#### Prompt:
Print the line containing "The current pipeline step requires locating the melted" and every line after it exactly as written, through the end of the records.

#### Supplied material:
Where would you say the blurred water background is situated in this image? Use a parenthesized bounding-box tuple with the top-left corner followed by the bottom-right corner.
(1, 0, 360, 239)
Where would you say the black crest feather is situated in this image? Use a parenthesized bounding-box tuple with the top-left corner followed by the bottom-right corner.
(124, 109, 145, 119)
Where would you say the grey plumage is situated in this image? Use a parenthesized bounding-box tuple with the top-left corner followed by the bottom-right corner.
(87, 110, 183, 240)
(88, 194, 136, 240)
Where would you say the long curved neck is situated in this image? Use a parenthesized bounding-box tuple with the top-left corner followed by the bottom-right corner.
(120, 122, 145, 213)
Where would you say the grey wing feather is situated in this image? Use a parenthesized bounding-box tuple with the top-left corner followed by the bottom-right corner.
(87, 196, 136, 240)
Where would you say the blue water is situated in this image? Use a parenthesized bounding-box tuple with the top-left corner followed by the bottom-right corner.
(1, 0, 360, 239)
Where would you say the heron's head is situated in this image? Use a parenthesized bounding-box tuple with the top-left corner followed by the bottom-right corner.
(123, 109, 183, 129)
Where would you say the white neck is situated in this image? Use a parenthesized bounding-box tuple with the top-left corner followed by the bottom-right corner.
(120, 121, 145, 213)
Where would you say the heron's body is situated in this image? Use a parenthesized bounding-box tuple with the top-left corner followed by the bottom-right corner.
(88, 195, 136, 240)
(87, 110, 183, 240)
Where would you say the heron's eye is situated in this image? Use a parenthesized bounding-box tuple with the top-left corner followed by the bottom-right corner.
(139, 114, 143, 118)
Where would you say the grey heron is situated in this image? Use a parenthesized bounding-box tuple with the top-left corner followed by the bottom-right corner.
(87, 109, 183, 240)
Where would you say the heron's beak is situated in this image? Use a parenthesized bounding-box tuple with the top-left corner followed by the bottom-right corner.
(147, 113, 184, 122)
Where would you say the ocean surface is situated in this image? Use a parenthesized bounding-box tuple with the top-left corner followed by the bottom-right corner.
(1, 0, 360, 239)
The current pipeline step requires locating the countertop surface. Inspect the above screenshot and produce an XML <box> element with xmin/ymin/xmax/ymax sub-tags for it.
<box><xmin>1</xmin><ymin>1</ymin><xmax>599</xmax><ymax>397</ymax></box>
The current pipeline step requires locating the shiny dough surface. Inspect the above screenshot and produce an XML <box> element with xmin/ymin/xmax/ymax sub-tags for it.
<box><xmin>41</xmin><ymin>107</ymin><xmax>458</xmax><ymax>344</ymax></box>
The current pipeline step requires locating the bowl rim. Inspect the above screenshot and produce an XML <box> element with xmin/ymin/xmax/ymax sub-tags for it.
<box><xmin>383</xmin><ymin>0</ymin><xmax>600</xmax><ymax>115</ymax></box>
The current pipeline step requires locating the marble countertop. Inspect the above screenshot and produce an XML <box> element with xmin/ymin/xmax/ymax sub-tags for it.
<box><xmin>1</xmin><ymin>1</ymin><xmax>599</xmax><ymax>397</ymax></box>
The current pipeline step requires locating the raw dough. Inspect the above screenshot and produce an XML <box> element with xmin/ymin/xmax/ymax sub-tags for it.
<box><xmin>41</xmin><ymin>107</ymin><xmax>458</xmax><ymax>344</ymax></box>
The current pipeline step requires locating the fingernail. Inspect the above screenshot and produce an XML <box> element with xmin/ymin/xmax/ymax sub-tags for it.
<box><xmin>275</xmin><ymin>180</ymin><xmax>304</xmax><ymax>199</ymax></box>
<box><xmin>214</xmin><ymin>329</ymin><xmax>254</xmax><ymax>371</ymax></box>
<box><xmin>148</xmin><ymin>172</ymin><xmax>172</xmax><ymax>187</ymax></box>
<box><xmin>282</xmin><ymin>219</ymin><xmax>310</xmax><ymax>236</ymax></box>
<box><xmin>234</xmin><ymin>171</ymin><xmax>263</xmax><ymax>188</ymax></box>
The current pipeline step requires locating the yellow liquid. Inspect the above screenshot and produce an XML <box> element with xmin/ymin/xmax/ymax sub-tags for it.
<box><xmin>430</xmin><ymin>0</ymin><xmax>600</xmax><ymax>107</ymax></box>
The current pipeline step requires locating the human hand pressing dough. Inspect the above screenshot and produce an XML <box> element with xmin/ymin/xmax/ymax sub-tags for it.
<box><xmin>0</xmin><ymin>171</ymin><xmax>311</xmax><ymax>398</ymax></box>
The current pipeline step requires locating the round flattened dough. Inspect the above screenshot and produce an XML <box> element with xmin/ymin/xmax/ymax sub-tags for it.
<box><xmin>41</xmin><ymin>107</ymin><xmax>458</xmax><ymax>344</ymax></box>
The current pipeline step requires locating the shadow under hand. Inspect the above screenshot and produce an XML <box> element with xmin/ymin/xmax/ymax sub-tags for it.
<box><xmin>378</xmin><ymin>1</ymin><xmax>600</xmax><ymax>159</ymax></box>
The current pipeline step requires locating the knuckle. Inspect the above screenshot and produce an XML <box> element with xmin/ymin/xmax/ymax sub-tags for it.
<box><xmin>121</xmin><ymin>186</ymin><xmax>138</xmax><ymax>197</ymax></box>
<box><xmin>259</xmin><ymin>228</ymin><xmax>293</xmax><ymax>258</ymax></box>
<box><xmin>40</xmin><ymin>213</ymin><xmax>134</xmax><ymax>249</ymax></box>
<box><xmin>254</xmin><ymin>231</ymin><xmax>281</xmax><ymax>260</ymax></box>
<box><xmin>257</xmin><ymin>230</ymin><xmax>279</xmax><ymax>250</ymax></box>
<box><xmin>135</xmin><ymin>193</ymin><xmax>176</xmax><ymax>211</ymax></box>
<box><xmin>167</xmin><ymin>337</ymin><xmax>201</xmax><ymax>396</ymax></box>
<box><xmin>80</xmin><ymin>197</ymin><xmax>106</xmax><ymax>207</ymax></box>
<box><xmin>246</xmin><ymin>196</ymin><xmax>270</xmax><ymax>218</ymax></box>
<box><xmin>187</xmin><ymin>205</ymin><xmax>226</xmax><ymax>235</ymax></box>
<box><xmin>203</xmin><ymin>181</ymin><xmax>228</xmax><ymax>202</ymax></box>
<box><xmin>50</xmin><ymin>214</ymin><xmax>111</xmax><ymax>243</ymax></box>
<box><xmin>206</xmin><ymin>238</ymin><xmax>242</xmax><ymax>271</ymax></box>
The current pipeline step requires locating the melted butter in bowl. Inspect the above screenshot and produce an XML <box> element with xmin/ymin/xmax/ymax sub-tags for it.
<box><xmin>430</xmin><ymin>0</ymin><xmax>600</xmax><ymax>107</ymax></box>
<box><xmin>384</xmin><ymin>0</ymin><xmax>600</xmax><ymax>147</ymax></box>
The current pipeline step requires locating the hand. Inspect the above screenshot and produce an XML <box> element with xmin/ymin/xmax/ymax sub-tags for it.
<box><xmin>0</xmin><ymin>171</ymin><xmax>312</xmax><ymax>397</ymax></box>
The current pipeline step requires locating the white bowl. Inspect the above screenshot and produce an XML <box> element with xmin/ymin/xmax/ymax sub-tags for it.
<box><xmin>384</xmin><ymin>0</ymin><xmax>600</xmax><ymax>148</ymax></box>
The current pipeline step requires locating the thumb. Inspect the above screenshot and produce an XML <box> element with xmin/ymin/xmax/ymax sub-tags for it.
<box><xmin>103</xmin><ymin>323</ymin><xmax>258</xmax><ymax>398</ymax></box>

#### Final answer:
The current pipeline step requires locating the melted butter in bowl. Inspect the above screenshot and produce an XML <box> element with xmin/ymin/xmax/ymax sub-tags for it.
<box><xmin>430</xmin><ymin>0</ymin><xmax>600</xmax><ymax>107</ymax></box>
<box><xmin>384</xmin><ymin>0</ymin><xmax>600</xmax><ymax>147</ymax></box>
The current pipeline step requires locating the hand. Inspect the above screenshot and produce an XML <box> element with xmin/ymin/xmax/ymax sub-tags for it.
<box><xmin>0</xmin><ymin>171</ymin><xmax>312</xmax><ymax>397</ymax></box>
The current pipeline step requires locating the white bowl. Inspect the above screenshot and produce an XML <box> element with xmin/ymin/xmax/ymax sub-tags for it.
<box><xmin>384</xmin><ymin>0</ymin><xmax>600</xmax><ymax>148</ymax></box>
The current pipeline step requires locating the thumb. Inspect the above screenshot and produce an XML <box> element with xmin/ymin/xmax/ymax sub-tags for it.
<box><xmin>103</xmin><ymin>323</ymin><xmax>258</xmax><ymax>398</ymax></box>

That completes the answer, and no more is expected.